SET TASK A
Change the passage of the TiKV offline-node thread, starting at "If you have" and ending at "have logical processing?", by replacing every occurrence of "node" with "server".

TEXT BLOCK
------

Original topic: TiKV下线节点,但是一直下线中,另外一个端口服务器存活,但是监控提示不在线
【TiDB Usage Environment】Production Environment
【TiDB Version】
【Reproduction Path】View on the monitoring page
【Encountered Problem: TiKV node is offline, but it remains in the offline state. Another port server is alive, but the monitoring indicates it is offline.】
【Resource Configuration】Go to TiDB Dashboard - Cluster Info - Hosts and take a screenshot of this page
【Attachments: Screenshot/Logs/Monitoring】
Check the service status of the node to see if it is alive…
The most direct way is to look at the logs.
First, back up the data, then add a new node to see if it works. The data from the 3 TiKV that went offline has nowhere to go.
If you have only 3 TiKV instances with the default 3 replicas and you want to remove one, it will likely remain pending.
You need to scale out first, then scale in to meet the minimum requirement of 3 replicas.
There’s no place for the data to go.
Try to find another machine and expand TiKV by one more node first.
Is it possible for an offline node to still have logical processing?
Check pd-ctl, if there are 3 replicas, then there are 3 TiKV nodes, it can’t be moved.
Check the logs of the problematic node.

------

THE INPUT
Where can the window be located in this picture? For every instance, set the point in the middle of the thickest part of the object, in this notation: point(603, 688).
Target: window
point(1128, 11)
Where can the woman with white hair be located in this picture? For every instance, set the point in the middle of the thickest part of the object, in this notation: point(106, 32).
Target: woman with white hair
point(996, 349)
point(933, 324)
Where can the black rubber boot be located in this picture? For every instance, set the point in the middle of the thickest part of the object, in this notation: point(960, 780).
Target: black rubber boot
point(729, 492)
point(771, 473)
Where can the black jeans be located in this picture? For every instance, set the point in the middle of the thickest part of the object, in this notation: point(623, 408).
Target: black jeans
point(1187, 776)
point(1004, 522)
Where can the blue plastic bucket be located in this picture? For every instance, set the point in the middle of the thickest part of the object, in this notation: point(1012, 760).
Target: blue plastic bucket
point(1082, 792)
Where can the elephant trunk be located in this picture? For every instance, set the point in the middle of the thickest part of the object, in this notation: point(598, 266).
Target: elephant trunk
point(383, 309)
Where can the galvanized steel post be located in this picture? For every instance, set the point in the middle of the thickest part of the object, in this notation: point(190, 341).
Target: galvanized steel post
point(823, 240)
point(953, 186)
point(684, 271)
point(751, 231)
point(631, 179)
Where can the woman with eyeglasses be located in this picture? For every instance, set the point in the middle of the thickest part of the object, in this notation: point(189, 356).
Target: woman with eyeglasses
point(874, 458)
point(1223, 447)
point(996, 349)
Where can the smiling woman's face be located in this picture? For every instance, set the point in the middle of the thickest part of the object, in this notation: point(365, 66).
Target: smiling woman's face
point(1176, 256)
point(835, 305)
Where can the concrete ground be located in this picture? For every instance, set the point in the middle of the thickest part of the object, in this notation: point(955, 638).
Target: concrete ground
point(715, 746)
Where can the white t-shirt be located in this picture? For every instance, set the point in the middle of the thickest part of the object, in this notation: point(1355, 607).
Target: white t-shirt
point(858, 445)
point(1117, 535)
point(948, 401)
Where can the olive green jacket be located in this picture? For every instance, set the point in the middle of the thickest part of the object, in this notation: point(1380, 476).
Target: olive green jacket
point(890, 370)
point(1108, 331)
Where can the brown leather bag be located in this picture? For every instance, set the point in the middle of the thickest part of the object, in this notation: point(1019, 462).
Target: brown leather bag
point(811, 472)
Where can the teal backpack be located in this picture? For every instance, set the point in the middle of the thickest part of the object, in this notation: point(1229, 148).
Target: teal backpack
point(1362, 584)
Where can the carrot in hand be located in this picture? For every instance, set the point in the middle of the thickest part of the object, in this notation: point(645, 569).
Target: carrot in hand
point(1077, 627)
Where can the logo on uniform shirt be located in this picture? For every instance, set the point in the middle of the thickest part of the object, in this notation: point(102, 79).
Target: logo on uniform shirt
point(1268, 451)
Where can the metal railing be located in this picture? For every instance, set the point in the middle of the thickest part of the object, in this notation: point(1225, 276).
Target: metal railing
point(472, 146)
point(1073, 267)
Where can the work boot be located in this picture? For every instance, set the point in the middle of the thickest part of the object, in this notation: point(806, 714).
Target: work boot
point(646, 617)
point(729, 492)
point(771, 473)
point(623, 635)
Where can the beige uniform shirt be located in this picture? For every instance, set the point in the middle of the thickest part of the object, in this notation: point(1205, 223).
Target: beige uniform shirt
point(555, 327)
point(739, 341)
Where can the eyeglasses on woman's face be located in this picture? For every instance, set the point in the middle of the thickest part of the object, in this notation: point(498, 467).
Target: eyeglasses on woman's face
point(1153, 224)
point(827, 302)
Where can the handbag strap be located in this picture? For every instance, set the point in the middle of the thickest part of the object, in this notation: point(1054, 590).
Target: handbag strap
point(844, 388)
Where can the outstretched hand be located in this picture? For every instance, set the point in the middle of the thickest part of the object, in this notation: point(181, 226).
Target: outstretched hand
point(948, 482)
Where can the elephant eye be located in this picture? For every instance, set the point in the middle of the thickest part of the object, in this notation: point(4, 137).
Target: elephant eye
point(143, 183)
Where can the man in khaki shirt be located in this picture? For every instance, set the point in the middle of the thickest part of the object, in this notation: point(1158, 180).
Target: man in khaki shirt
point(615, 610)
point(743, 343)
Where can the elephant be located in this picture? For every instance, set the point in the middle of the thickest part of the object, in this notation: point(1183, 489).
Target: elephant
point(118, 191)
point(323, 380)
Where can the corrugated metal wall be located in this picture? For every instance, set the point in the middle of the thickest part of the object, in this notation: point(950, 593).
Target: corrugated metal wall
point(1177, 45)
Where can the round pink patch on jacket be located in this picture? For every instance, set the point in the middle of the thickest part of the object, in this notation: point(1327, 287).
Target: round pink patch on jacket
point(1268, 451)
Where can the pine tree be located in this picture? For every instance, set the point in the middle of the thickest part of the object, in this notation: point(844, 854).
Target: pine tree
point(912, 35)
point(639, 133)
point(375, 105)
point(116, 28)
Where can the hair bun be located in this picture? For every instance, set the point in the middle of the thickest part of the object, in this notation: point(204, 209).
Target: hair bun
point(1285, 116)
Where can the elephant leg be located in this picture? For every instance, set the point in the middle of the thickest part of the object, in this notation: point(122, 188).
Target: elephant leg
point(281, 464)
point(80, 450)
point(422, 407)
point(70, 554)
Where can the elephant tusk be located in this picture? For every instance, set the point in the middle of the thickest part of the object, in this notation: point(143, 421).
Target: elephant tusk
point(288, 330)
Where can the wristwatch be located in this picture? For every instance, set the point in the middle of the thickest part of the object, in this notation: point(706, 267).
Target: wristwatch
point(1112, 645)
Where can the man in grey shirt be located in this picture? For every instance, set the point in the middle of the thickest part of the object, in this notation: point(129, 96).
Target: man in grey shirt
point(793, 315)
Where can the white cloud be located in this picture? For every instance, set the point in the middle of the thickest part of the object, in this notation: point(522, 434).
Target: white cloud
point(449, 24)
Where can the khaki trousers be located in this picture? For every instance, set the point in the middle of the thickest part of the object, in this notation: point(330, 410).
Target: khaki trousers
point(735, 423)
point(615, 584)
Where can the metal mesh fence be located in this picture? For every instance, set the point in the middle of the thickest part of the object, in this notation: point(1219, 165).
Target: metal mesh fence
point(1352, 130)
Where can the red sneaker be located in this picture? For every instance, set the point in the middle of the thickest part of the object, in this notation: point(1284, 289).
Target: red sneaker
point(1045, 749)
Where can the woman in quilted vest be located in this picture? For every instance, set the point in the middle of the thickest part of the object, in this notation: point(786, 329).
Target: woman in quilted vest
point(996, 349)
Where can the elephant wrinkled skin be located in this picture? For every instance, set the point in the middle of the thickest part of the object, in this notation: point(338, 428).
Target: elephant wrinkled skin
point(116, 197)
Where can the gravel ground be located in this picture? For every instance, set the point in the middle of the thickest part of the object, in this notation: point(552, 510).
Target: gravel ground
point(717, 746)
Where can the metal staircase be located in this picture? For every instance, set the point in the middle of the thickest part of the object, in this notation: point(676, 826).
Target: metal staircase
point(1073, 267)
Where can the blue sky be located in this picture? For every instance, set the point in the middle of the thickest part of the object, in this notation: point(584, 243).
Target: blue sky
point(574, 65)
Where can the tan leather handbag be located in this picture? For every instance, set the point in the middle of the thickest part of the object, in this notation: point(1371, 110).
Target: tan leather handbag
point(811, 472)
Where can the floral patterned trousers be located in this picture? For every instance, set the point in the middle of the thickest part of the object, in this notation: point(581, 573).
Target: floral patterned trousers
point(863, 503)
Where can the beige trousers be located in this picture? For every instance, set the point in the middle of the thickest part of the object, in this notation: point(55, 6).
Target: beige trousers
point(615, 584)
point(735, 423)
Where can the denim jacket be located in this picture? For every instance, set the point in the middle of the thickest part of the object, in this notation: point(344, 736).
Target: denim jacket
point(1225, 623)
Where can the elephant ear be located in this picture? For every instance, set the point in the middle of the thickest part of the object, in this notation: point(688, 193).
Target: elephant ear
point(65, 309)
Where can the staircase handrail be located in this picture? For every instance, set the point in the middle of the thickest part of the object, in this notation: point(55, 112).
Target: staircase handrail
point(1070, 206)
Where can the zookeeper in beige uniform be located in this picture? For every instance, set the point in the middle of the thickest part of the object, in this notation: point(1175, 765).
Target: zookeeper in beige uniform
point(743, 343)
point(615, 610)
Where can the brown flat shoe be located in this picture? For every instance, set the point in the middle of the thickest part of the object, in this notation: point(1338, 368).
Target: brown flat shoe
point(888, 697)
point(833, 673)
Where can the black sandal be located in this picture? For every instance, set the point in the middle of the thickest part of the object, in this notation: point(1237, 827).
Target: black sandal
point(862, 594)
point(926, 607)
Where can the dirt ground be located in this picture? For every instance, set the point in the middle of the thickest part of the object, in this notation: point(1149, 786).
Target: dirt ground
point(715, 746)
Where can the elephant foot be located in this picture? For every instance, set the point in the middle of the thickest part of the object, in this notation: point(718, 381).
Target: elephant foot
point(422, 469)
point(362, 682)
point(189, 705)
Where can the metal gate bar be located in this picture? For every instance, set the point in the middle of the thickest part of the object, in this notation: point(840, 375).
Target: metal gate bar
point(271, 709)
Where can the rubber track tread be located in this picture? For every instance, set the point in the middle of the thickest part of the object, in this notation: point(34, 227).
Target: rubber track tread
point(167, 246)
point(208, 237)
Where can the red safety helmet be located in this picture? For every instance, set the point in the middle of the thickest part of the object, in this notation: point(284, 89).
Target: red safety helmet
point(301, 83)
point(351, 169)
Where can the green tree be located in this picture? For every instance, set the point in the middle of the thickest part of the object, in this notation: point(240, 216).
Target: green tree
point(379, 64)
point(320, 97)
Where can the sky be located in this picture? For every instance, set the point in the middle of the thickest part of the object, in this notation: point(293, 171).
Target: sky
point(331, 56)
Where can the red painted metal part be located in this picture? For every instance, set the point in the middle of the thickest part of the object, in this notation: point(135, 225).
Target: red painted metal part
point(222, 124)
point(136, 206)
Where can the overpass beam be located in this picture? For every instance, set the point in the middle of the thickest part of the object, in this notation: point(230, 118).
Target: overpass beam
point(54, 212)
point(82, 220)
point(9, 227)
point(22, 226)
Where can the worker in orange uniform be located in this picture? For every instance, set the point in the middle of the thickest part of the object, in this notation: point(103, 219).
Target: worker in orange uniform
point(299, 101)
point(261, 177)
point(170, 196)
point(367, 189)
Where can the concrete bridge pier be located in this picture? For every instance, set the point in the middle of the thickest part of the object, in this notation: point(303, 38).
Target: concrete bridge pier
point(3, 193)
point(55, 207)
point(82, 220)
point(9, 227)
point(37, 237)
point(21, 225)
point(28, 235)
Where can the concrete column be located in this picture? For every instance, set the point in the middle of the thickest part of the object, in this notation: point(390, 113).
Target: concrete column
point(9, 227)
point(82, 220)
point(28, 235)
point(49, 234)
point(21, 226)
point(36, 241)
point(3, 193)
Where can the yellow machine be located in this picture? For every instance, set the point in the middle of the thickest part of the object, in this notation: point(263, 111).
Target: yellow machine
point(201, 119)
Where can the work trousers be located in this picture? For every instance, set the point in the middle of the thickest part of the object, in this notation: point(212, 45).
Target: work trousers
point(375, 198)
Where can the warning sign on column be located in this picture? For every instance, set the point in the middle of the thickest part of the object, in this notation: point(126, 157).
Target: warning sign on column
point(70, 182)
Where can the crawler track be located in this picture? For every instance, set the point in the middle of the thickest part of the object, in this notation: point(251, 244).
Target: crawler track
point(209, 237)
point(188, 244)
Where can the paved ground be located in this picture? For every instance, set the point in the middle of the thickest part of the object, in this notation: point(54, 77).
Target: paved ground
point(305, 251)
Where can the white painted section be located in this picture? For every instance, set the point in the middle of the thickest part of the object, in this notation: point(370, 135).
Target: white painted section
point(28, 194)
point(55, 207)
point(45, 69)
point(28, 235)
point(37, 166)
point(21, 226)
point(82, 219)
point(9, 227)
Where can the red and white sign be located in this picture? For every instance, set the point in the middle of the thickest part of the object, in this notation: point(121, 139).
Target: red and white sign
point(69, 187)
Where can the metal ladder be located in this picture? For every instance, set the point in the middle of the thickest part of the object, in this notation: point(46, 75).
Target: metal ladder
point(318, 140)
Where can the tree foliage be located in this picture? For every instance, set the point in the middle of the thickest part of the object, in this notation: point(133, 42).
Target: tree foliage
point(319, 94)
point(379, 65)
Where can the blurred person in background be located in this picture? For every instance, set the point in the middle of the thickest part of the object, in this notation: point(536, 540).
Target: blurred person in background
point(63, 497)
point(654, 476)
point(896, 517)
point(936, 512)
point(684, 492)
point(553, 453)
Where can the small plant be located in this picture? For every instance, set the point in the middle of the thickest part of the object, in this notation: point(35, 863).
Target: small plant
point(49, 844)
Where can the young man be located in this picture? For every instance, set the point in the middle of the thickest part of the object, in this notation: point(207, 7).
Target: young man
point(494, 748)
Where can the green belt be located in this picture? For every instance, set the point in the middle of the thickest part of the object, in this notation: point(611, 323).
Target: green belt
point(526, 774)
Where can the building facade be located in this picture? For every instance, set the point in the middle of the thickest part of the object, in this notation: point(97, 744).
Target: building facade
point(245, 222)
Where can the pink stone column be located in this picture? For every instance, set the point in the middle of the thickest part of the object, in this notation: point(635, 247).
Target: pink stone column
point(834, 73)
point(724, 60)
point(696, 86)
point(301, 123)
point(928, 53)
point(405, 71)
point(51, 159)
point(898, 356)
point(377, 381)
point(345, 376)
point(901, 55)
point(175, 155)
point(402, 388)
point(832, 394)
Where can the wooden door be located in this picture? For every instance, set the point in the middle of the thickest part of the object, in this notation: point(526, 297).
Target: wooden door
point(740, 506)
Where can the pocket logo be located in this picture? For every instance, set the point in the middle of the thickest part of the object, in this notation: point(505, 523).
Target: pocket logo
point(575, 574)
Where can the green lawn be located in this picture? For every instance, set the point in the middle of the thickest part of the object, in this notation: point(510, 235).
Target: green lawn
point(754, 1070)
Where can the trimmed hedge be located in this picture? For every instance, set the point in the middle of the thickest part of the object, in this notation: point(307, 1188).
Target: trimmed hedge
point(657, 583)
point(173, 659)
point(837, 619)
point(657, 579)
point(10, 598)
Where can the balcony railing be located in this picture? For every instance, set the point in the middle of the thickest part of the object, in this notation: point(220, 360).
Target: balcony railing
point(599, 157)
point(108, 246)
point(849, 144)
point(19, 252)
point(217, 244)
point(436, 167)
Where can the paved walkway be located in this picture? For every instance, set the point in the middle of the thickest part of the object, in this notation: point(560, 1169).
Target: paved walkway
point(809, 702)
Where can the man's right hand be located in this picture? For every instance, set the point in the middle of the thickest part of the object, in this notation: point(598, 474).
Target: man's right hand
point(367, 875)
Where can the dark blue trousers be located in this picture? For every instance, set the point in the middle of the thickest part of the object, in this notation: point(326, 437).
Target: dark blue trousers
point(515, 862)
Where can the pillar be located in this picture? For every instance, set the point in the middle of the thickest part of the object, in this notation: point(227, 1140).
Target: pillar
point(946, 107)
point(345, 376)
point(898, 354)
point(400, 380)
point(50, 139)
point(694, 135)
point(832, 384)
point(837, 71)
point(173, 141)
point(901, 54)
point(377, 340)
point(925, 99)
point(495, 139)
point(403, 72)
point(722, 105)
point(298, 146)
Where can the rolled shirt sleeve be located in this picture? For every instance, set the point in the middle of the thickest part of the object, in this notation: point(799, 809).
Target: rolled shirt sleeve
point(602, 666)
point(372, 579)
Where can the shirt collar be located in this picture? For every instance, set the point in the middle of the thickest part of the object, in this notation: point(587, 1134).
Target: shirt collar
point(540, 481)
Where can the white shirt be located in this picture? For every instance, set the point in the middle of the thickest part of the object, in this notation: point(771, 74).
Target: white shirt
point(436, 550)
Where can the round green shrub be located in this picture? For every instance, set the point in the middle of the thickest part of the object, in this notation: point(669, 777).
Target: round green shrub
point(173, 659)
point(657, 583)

------

SET TASK B
Format the listing, starting at the line containing "Where can the small" and ending at the line containing "point(526, 774)", as a two-column CSV with the columns request and answer. Each entry gets one row, each field is quoted, and line breaks are converted to spaces.

CORRECT RESULT A
If you have only 3 TiKV instances with the default 3 replicas and you want to remove one, it will likely remain pending.
You need to scale out first, then scale in to meet the minimum requirement of 3 replicas.
There’s no place for the data to go.
Try to find another machine and expand TiKV by one more server first.
Is it possible for an offline server to still have logical processing?

CORRECT RESULT B
request,answer
"Where can the small plant be located in this picture? For every instance, set the point in the middle of the thickest part of the object, in this notation: point(35, 863). Target: small plant","point(49, 844)"
"Where can the young man be located in this picture? For every instance, set the point in the middle of the thickest part of the object, in this notation: point(207, 7). Target: young man","point(494, 748)"
"Where can the green belt be located in this picture? For every instance, set the point in the middle of the thickest part of the object, in this notation: point(611, 323). Target: green belt","point(526, 774)"